Which lines run from the one containing "positive clicks: (102, 297) (94, 305)" through the end of the material? Reproduce them exactly.
----------
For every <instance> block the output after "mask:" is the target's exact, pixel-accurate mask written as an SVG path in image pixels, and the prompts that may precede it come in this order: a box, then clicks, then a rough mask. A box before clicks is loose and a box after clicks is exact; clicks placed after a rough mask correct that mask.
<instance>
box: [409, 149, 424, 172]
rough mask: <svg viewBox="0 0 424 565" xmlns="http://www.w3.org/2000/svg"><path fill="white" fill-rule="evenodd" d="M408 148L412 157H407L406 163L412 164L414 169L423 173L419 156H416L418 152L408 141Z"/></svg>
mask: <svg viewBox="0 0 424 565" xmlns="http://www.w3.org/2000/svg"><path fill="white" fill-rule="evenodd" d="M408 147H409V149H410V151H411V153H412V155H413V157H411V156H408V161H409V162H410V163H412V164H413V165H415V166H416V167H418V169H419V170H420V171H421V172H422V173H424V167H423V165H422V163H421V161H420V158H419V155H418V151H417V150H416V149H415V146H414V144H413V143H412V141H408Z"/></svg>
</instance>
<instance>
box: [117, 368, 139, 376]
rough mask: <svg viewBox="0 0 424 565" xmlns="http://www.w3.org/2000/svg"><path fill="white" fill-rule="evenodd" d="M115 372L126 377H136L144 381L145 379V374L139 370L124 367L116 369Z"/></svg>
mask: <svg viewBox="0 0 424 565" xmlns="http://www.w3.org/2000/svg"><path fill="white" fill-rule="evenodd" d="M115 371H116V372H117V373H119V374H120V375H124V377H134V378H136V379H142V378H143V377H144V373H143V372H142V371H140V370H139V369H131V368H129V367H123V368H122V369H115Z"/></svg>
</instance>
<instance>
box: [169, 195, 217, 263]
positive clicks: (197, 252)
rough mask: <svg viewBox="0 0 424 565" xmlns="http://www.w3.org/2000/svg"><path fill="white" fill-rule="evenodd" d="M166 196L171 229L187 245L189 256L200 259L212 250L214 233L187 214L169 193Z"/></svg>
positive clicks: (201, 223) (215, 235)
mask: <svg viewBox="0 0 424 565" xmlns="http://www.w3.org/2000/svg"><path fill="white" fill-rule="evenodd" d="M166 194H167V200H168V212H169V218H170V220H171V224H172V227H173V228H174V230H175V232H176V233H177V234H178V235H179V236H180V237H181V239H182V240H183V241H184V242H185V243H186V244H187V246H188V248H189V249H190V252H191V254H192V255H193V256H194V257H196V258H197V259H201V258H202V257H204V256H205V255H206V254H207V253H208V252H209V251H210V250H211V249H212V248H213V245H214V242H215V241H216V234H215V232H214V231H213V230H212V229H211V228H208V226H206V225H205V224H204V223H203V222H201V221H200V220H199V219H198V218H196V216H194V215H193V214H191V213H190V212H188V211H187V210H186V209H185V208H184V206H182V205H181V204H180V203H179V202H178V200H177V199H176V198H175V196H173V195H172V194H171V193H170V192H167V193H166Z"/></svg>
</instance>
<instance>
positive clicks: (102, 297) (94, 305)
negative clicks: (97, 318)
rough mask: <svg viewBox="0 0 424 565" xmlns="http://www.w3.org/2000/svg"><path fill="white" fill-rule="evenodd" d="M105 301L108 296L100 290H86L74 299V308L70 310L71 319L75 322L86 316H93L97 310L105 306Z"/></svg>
----------
RESPONSE TO THIS EXERCISE
positive clicks: (102, 297) (94, 305)
negative clicks: (97, 318)
rough mask: <svg viewBox="0 0 424 565" xmlns="http://www.w3.org/2000/svg"><path fill="white" fill-rule="evenodd" d="M105 301L108 296L100 290H86L74 299V308L70 310L71 319L75 322L86 316H93L97 310L105 306Z"/></svg>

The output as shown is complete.